- [DATASET]:
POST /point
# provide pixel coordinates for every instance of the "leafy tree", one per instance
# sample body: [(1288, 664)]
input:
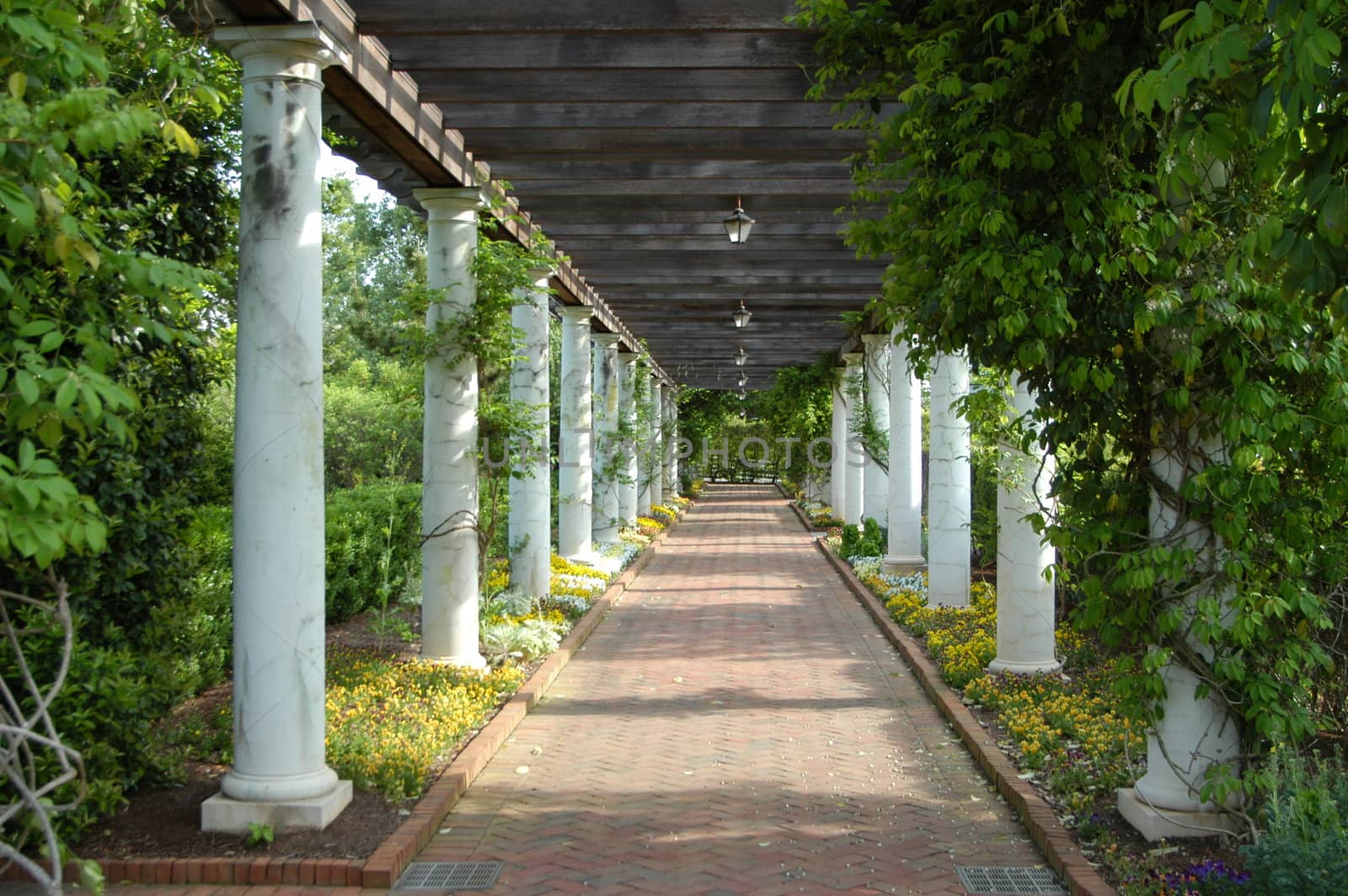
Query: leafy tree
[(1035, 227), (799, 408), (374, 260), (112, 219)]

- [REQUEST]:
Lay out every line of the items above as a numbered list, skipping any blank lines and leaving the pictures out.

- [REPLY]:
1. POST /point
2. # provide pixel coordinates for every instance of the "leafy tree", one per instance
3. # sample body: [(1288, 664)]
4. input:
5. Query: leafy tree
6. [(1035, 227), (799, 408), (374, 260), (112, 219)]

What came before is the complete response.